> [EXTRAIT CHOISI]
Lina Wolff, en retraçant l'histoire d'une relation toxique entre une Suédoise et son amant florentin, réussit un roman puissant sur l'emprise. Construit comme une mécanique implacable, il est aussi troublant que révoltant, fascinant que dérangeant.

Lorsqu'elle arrive à Florence, la jeune femme scandinave voit partout des amants. La grande ville toscane respire l'amour. Aussi n'a-t-elle pris qu'un billet aller pour rejoindre l'homme qu'elle aime. Il a beau être laid, au point où les gens qui les croisent se demandent ce qu'ils font ensemble, leur relation s'installe dans la durée. Elle change sa garde-robe, le rase, l'entraîne au club de sport. Désormais, il a dû sex-appeal et commence à attirer les femmes. Et à mentir. La vidéo qu'il lui présente en train de soulever de la fonte ne peut qu'avoir été tournés par une femme. Son intuition le la trompe pas, il n'y a qu'à regarder la façon dont il jette son regard sur la personne qui le filme.
«Tout s'accélère maintenant. Ça commence par des inflexions ou des insinuations qui dégénèrent en disputes, qui dégénèrent à leur tour en querelles spectaculaires. À quelques reprises, les voisins cognent au mur en criant Ho, vous allez vous calmer, oui?, Ce n'est pas possible, pense-t-elle. Ceci n'est pas la réalité. Je ne suis pas quelqu'un dont le comportement pousse les voisins à cogner aux murs. Je suis une personne réfléchie, calme, qui se maîtrise. Mais quand elle s'entend hurler, elle comprend qu'elle se trompe. Son image d'elle-même est déformée, pas besoin d'être anorexique pour se voir autrement qu'on n'est.»
Alors la jalousie s'installe. Et va tourner à la paranoïa. Minnie, comme la surnomme cet homme qui la veut aussi silencieuse et discrète que la souris, va bien tenter d'oublier son Mickey, d'abord en se jetant dans d'autres bras puis en prenant la fuite jusqu'à la Nouvelle-Orléans, mais là-bas aussi les choses ne se passent pas comme prévu et la Louisiane d'après Katrina devient un enfer.

> [DONNÉES FOURNIES]
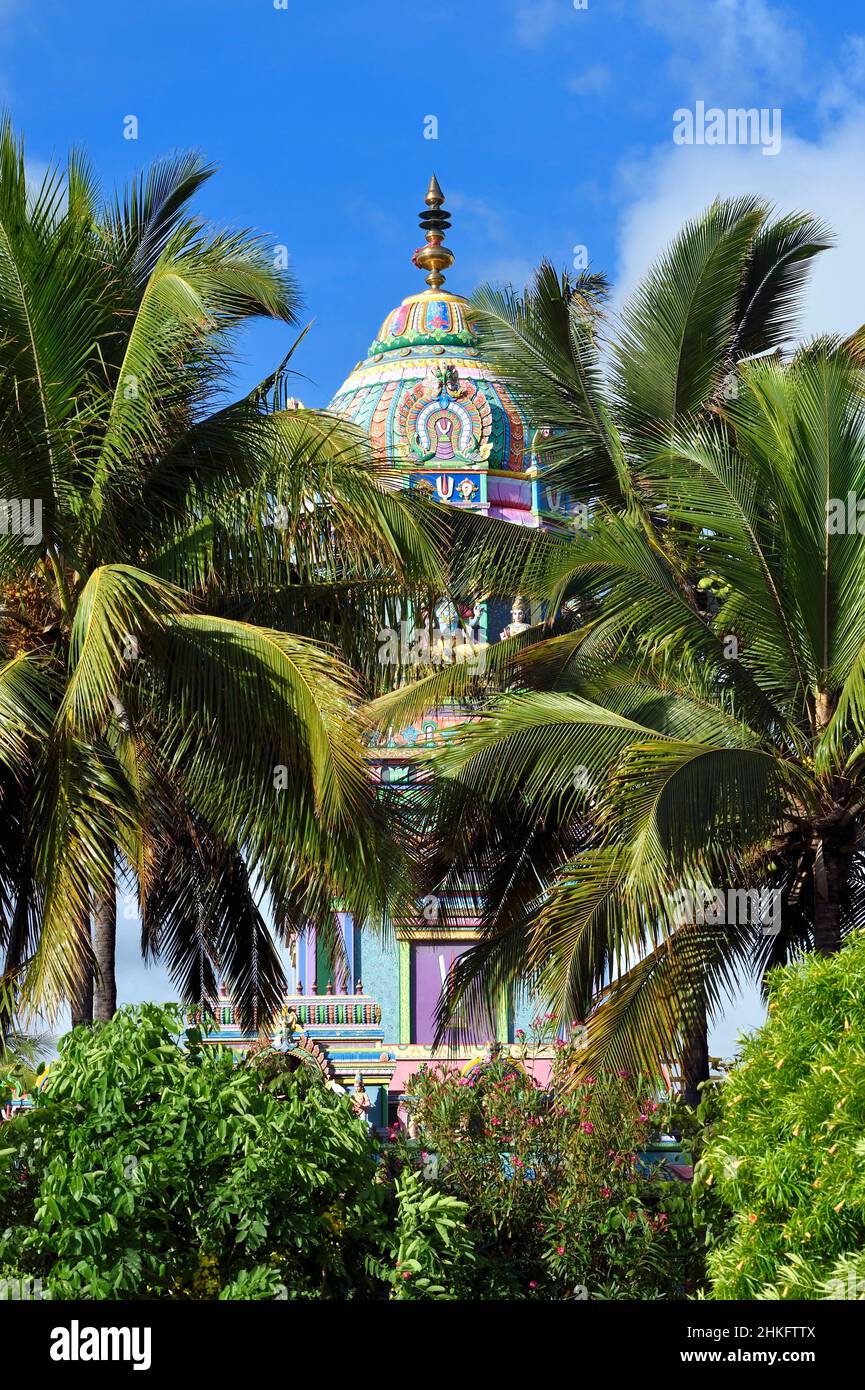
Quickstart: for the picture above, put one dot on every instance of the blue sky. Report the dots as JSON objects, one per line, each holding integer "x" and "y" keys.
{"x": 554, "y": 131}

> [OBJECTIFS]
a – Dans l'extrait sur le roman de Lina Wolff, jusqu'à quelle ville la jeune femme s'enfuit-elle ?
b – Rédigez la suite de l'extrait sur le roman de Lina Wolff en partant de sa dernière phrase.
Les données n'interviennent pas dans ce travail.

> [CORRIGÉS]
a – Jusqu'à la Nouvelle-Orléans.

b –
Ce qu'il y a de fascinant dans ce roman, c'est sa mécanique. Comme une montre mécanique de haute précision, Lina Wolff insère un rouage après l'autre. Entraîné par le précédent, il forme un ensemble inextricable dont il impossible de sortir. La chronologie des faits semble inéluctable, l'issue programmée. Jamais peut-être n'a-t-on mieux décrit l'emprise, cette dépendance dans laquelle on s'enfonce comme dans un marais puant.
La prise du diable est tellement forte qu'il est impossible de fuir. À moins d'entrer à son tour dans la danse, de se rapprocher du démon et de son manège plutôt que fuir. C'est à la fois palpitant et révoltant, comme si la domination masculine était inscrite dans la relation. L'ironie, voire la poésie, venant en contrepoint de la violence, de l'horreur des situations.
Comme dans ses précédents romans parus chez Gallimard – Les Amants polyglottes (2018) et Bret Easton Ellis et les autres chiens (2019) – Lina Wolff explore la force magnétique du désir face à la et rationalité des faits. Quand on voit le piège se refermer, mais qu'on se laisse quand même prendre.
Non, il n'y a pas d'amour heureux.
((Babelio – Lecteurs.com – Livraddict))
NB. Tout d'abord, un grand merci pour m'avoir lu! Sur mon blog vous pourrez, outre cette chronique, découvrir les premières pages du livre. En vous y abonnant, vous serez par ailleurs informé de la parution de toutes mes chroniques.

Lien : https://collectiondelivres.w..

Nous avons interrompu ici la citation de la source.